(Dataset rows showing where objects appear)
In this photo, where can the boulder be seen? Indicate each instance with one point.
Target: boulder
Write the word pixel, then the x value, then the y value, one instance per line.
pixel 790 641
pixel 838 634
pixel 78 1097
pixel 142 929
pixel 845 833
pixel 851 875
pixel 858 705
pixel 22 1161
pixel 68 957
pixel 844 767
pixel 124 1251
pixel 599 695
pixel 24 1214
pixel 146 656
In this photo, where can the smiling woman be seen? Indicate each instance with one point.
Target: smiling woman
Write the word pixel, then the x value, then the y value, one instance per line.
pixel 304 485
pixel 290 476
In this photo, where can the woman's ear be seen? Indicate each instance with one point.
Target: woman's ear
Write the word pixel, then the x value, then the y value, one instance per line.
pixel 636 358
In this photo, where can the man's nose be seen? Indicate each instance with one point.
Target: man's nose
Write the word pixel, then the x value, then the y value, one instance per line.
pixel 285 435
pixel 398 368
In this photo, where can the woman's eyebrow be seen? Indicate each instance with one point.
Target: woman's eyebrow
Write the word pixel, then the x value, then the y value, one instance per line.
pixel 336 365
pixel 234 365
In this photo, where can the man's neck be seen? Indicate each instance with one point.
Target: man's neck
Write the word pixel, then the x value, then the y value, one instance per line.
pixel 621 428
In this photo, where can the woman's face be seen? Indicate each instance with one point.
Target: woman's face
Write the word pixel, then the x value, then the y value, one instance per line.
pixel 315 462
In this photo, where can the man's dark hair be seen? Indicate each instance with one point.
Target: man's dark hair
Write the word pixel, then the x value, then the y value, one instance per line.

**The task**
Please copy the rows above word for word, from the first line of the rows through the line containing "pixel 621 428", including both of those lines.

**Task result**
In this photo, where can the boulder be seen? Indicate each instance with one point.
Target: boulder
Write the word pixel, then the x value, then the y value, one instance per line.
pixel 790 641
pixel 838 634
pixel 78 1097
pixel 142 929
pixel 845 833
pixel 851 875
pixel 858 705
pixel 22 1161
pixel 68 957
pixel 844 767
pixel 124 1251
pixel 599 695
pixel 24 1214
pixel 146 656
In this photo, where can the smiling woman be seen? Indicate each instance with one point.
Target: smiling woman
Write the word pixel, then the x value, then the y value, one instance per line.
pixel 304 485
pixel 290 476
In this photo, where can the woman's ear be seen? Indicate each instance with one point.
Target: woman's ear
Write the word pixel, then the x value, then the y value, one instance per line.
pixel 636 358
In this photo, where can the man's nose be seen? Indicate each instance with one point.
Target: man's nose
Write the word pixel, then the x value, then the y value, one instance per line.
pixel 285 435
pixel 398 368
In this photo, where can the woman's eyebrow be seen? Indicate each instance with one point.
Target: woman's eyebrow
Write the word pixel, then the x value, then the y value, one instance per line.
pixel 336 365
pixel 234 365
In this photo, where can the man's neck be seen? Indicate each instance with one point.
Target: man's neck
Write the word pixel, then the x value, then the y value, one instance per line.
pixel 621 428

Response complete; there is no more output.